*ABOUT THIS EXERCISE*
Line by line, please look for the word "positive" in the following records, then copy each line you find it in.
○ ○ ○ ○ ○ ○ ○
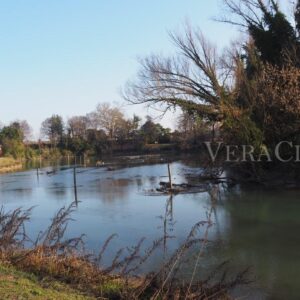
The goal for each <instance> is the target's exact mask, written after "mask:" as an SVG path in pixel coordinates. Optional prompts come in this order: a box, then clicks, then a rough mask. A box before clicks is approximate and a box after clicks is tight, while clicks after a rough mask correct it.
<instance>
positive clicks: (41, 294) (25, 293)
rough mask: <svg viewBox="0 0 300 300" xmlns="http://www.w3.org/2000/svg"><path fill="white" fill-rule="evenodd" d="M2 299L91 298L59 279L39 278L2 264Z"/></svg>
mask: <svg viewBox="0 0 300 300" xmlns="http://www.w3.org/2000/svg"><path fill="white" fill-rule="evenodd" d="M0 299H20V300H21V299H22V300H23V299H41V300H42V299H43V300H44V299H48V300H52V299H53V300H54V299H55V300H57V299H60V300H91V299H96V298H93V297H89V296H86V295H83V294H82V293H80V292H79V291H77V290H75V289H73V288H72V287H69V286H67V285H66V284H63V283H61V282H58V281H53V280H45V279H44V280H39V279H38V277H36V276H34V275H31V274H28V273H24V272H20V271H17V270H16V269H15V268H14V267H11V266H5V265H2V264H0Z"/></svg>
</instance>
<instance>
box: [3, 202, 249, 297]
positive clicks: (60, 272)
mask: <svg viewBox="0 0 300 300" xmlns="http://www.w3.org/2000/svg"><path fill="white" fill-rule="evenodd" d="M75 208H76V204H75V203H72V204H71V205H70V206H69V207H67V208H65V207H64V208H62V209H60V210H59V211H58V212H57V214H56V215H55V216H54V218H53V219H52V223H51V224H50V226H49V227H48V228H47V229H46V230H45V231H44V232H42V234H40V235H39V236H38V237H37V239H36V241H34V242H33V244H32V247H30V248H25V247H24V243H25V242H26V241H28V240H27V235H26V233H25V226H24V223H26V222H28V221H30V217H31V210H32V209H28V210H24V211H23V210H21V209H16V210H14V211H13V212H8V213H5V211H4V210H2V211H1V212H0V219H1V222H0V277H1V276H2V277H3V276H4V277H5V276H6V279H7V278H8V279H12V280H14V281H16V282H17V284H19V285H20V284H21V283H22V281H24V280H25V281H26V283H27V285H28V286H30V287H31V288H32V289H35V290H37V291H38V293H40V295H41V296H42V297H44V296H47V294H46V293H47V292H51V293H56V291H51V290H50V291H49V290H48V291H46V290H45V288H46V287H53V285H55V283H57V282H58V283H59V284H60V285H62V286H64V289H63V290H64V291H65V290H68V289H70V290H72V291H73V293H74V292H75V294H78V295H82V298H79V297H78V298H76V299H100V298H101V299H115V300H122V299H136V300H138V299H157V300H158V299H184V298H185V299H208V298H210V299H231V297H230V296H229V291H230V290H232V289H233V288H235V287H236V286H239V285H244V284H247V283H248V282H249V281H248V280H247V275H248V274H247V273H248V272H247V270H245V271H243V272H240V273H238V274H236V276H234V277H233V278H227V276H226V274H227V271H228V270H227V267H228V266H227V263H226V262H225V263H223V264H221V265H220V266H218V267H217V268H216V269H215V270H213V271H212V273H211V275H209V276H208V277H207V278H206V280H203V281H200V280H196V279H195V278H193V277H192V278H191V279H190V280H187V281H185V282H182V281H181V280H178V278H177V276H176V275H177V273H178V272H179V269H180V267H182V265H183V264H184V261H186V258H187V254H188V253H187V251H188V250H189V249H191V247H199V249H202V248H203V247H204V246H205V245H206V244H207V235H206V234H204V237H202V235H201V234H200V233H199V232H198V231H199V230H198V229H199V228H200V227H202V228H203V229H204V231H205V232H207V231H208V230H209V228H210V227H211V226H212V223H211V220H210V217H209V218H208V220H207V221H202V222H199V223H197V224H195V225H194V226H193V228H192V229H191V232H190V233H189V235H188V236H187V238H186V240H185V242H184V243H183V244H182V245H181V246H179V248H178V249H177V250H176V251H175V252H174V253H173V254H172V255H171V257H170V258H168V259H167V260H166V261H165V262H164V263H163V264H162V265H161V268H160V269H159V270H157V271H154V272H151V273H148V274H145V275H144V276H143V277H139V276H136V275H134V273H135V271H136V270H138V269H139V267H140V266H141V265H142V264H143V263H144V262H145V261H146V260H147V259H148V258H149V257H150V256H151V255H152V254H153V253H154V251H156V250H157V249H158V248H159V247H161V246H162V244H163V243H164V241H166V240H167V239H168V238H169V236H163V237H162V238H161V239H159V240H156V241H154V242H153V245H152V246H150V248H148V249H146V251H145V252H144V251H141V245H142V243H143V240H144V239H141V240H140V241H139V242H138V244H137V245H136V246H134V247H132V248H128V249H127V250H126V249H120V250H119V251H117V252H116V255H115V258H114V259H113V261H112V263H111V265H109V266H106V267H104V266H103V264H102V257H103V254H104V253H105V251H106V249H107V247H108V245H109V243H110V241H111V240H112V239H113V238H114V237H115V236H116V235H112V236H110V237H109V238H108V239H107V240H106V242H105V243H104V245H103V246H102V248H101V249H100V252H99V254H97V255H92V254H90V253H86V252H84V251H83V250H82V249H84V247H82V246H83V244H82V243H83V240H82V236H80V237H77V238H71V239H64V237H63V236H64V232H65V228H66V226H67V223H68V221H69V220H70V214H71V213H72V212H73V211H74V210H75ZM211 212H212V210H211ZM210 215H211V213H210V214H209V216H210ZM205 228H206V229H205ZM199 234H200V235H201V237H200V236H199ZM122 254H124V255H123V256H122ZM200 256H202V251H200V252H199V257H200ZM194 268H195V271H196V269H197V270H198V268H197V264H196V265H195V266H194ZM20 272H21V273H20ZM220 272H221V273H220ZM20 274H21V275H20ZM7 275H8V276H7ZM218 275H219V276H218ZM28 276H29V278H31V281H30V282H28V280H27V279H26V278H28ZM217 278H221V279H219V280H218V279H217ZM45 283H47V284H46V285H45ZM9 284H10V283H9V282H8V280H6V285H9ZM8 288H9V287H8ZM6 291H7V289H6ZM4 292H5V291H3V290H1V287H0V295H1V296H3V295H4V294H5V293H4ZM1 293H2V294H1ZM16 294H17V295H14V296H20V291H19V292H18V291H16ZM10 295H11V294H10ZM10 295H9V296H10ZM55 296H57V295H55ZM60 298H61V299H64V298H63V297H60ZM28 299H38V297H32V298H28ZM49 299H57V298H51V297H49ZM70 299H73V298H70ZM74 299H75V298H74Z"/></svg>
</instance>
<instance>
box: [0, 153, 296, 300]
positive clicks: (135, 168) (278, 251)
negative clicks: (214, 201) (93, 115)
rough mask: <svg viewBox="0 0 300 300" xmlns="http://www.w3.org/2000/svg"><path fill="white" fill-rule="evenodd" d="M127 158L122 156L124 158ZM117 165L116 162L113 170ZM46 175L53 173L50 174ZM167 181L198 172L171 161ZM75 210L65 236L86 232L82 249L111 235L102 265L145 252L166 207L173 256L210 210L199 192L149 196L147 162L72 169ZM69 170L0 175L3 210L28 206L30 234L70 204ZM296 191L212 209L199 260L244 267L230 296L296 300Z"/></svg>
mask: <svg viewBox="0 0 300 300" xmlns="http://www.w3.org/2000/svg"><path fill="white" fill-rule="evenodd" d="M128 159H130V158H128ZM116 166H117V165H116ZM53 170H54V171H55V172H53ZM171 170H172V177H173V180H174V182H175V183H176V182H177V183H183V182H189V177H190V176H191V174H192V175H195V174H197V173H199V171H201V168H200V167H199V166H198V165H197V163H195V160H193V159H182V158H178V159H175V160H173V161H172V163H171ZM76 174H77V175H76V180H77V198H78V201H79V202H78V205H77V207H76V210H75V212H74V213H73V215H72V217H73V219H74V221H72V222H71V223H70V224H69V226H68V229H67V232H66V236H67V237H71V236H78V235H80V234H81V233H84V234H86V236H85V242H86V247H87V249H89V250H90V251H94V252H97V251H99V249H100V247H101V245H102V244H103V243H104V241H105V240H106V238H107V237H108V236H110V235H111V234H113V233H117V234H118V237H117V238H115V239H113V240H112V242H111V244H110V245H109V247H108V249H107V252H106V255H105V262H109V260H111V258H112V257H113V256H114V254H115V253H116V251H117V250H118V249H120V248H122V247H127V246H132V245H135V244H136V243H137V242H138V241H139V239H140V238H141V237H145V238H146V242H145V247H146V246H147V245H150V244H151V243H152V241H153V240H155V239H157V238H158V237H161V236H162V231H163V228H162V224H163V217H164V216H165V213H166V205H167V203H168V201H169V204H170V201H171V206H170V205H169V206H168V209H169V212H168V213H169V215H168V218H169V220H168V221H169V222H168V226H169V227H170V228H169V229H168V230H170V231H172V235H174V236H176V238H174V239H172V240H171V241H170V242H169V243H168V249H169V251H170V252H171V251H173V250H174V249H176V247H178V246H179V245H180V243H182V242H183V241H184V239H185V237H186V236H187V234H188V233H189V231H190V229H191V227H192V226H193V225H194V224H195V223H196V222H198V221H200V220H206V218H207V212H208V209H209V207H211V200H210V196H209V195H208V193H206V192H201V193H200V192H199V193H187V194H178V195H175V196H173V198H172V199H171V200H170V197H169V196H167V195H162V194H159V193H156V192H155V189H156V188H157V187H158V186H159V182H160V181H167V180H168V177H167V175H168V170H167V164H166V162H165V160H161V161H158V162H155V163H151V164H147V163H144V164H139V165H136V166H125V167H124V166H123V167H118V166H117V167H116V168H112V169H110V170H107V168H105V167H101V168H95V167H92V166H90V167H89V166H87V167H85V168H84V167H79V168H77V170H76ZM73 182H74V181H73V168H71V167H68V166H62V167H60V166H56V167H55V168H53V167H44V168H41V169H40V170H39V175H38V176H37V171H36V169H27V170H24V171H21V172H17V173H11V174H3V175H0V202H1V205H3V206H4V209H5V210H12V209H14V208H17V207H22V208H28V207H32V206H34V209H33V211H32V219H31V221H30V222H29V223H28V224H26V228H27V233H28V234H29V236H31V237H35V236H37V234H38V233H39V231H40V230H42V229H45V228H46V227H47V225H49V223H50V219H51V217H53V215H54V214H55V212H57V211H58V209H60V208H61V207H62V206H68V205H69V204H70V203H71V202H73V201H74V183H73ZM299 196H300V191H297V190H289V191H286V190H285V191H284V190H281V189H280V188H278V189H276V190H274V189H272V190H266V189H262V188H260V187H255V186H251V187H243V188H241V187H238V186H236V187H234V188H232V189H229V190H226V191H222V195H221V198H220V200H219V201H218V202H217V203H216V205H215V207H214V210H213V217H212V218H213V223H214V225H213V226H212V227H211V228H210V229H209V240H210V241H212V242H211V243H209V245H208V248H207V249H206V255H205V256H204V257H203V259H202V261H201V263H202V264H203V272H207V270H208V269H210V268H213V267H214V266H216V265H218V264H219V263H221V262H223V261H226V260H230V265H231V269H232V270H243V269H245V268H247V267H249V266H250V267H251V276H253V277H254V278H255V281H254V283H253V284H251V287H250V286H249V287H247V288H243V289H240V290H238V291H235V293H236V294H238V296H241V295H245V296H246V299H299V297H300V279H299V275H298V272H299V270H300V234H299V232H300V218H299V213H300V197H299ZM161 259H162V258H161V254H160V253H157V254H154V255H153V257H151V259H150V260H149V262H148V263H147V264H146V265H145V267H144V271H148V270H149V269H150V268H153V267H155V266H158V265H159V264H160V262H161Z"/></svg>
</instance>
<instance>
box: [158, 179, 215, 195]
mask: <svg viewBox="0 0 300 300" xmlns="http://www.w3.org/2000/svg"><path fill="white" fill-rule="evenodd" d="M159 185H160V187H159V188H157V189H156V191H157V192H160V193H164V194H179V193H204V192H207V191H208V189H209V185H208V184H198V185H192V184H188V183H179V184H176V183H173V184H172V187H171V185H170V182H164V181H161V182H160V183H159Z"/></svg>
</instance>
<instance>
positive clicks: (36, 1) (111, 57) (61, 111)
mask: <svg viewBox="0 0 300 300" xmlns="http://www.w3.org/2000/svg"><path fill="white" fill-rule="evenodd" d="M220 2H222V1H220V0H210V1H203V0H176V1H174V0H160V1H159V0H151V1H150V0H148V1H147V0H144V1H141V0H126V1H125V0H43V1H41V0H9V1H0V104H1V106H0V121H1V122H2V123H9V122H10V121H12V120H15V119H26V120H28V122H29V123H30V124H31V125H32V127H33V128H34V132H35V137H37V136H38V133H39V128H40V123H41V122H42V121H43V120H44V119H45V118H47V117H49V116H51V115H52V114H60V115H62V116H63V117H64V118H67V117H70V116H73V115H81V114H85V113H87V112H90V111H91V110H93V109H94V108H95V107H96V104H97V103H99V102H105V101H109V102H113V101H117V102H121V101H123V100H122V98H121V96H120V93H119V90H120V88H121V87H122V86H124V84H125V83H126V81H127V80H128V79H132V78H133V77H134V74H135V73H136V71H137V70H138V64H137V61H136V58H137V57H138V56H142V57H143V56H145V55H147V54H150V53H153V52H154V53H155V52H159V53H161V52H162V53H166V54H167V53H168V52H171V51H172V49H173V47H172V44H171V43H170V39H169V37H168V34H167V32H168V31H169V30H176V29H177V30H178V29H180V28H181V26H182V25H183V24H184V22H185V20H187V19H188V20H189V22H190V23H191V24H194V25H197V26H200V27H201V28H202V30H203V32H204V33H205V34H206V35H207V36H208V37H209V38H210V39H211V40H212V41H213V42H215V43H216V44H218V45H220V46H221V47H223V46H224V45H228V44H229V42H230V39H231V38H232V37H233V35H234V30H235V29H234V28H232V27H230V26H227V25H224V24H220V23H216V22H214V21H212V20H211V18H212V17H214V16H218V15H220V13H221V8H222V6H221V5H220ZM125 110H126V112H127V115H128V116H130V115H132V114H133V111H137V112H138V113H140V114H141V115H146V114H148V112H147V111H146V110H143V108H141V107H139V108H136V107H132V106H130V107H127V108H125ZM171 122H172V120H171V118H170V117H167V118H166V119H165V120H164V121H163V123H164V124H166V125H170V126H171V125H172V124H171Z"/></svg>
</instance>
○ ○ ○ ○ ○ ○ ○
*RESPONSE TO THIS TASK*
positive clicks: (41, 294) (25, 293)
positive clicks: (60, 272)
positive clicks: (135, 168) (278, 251)
positive clicks: (36, 1) (111, 57) (61, 111)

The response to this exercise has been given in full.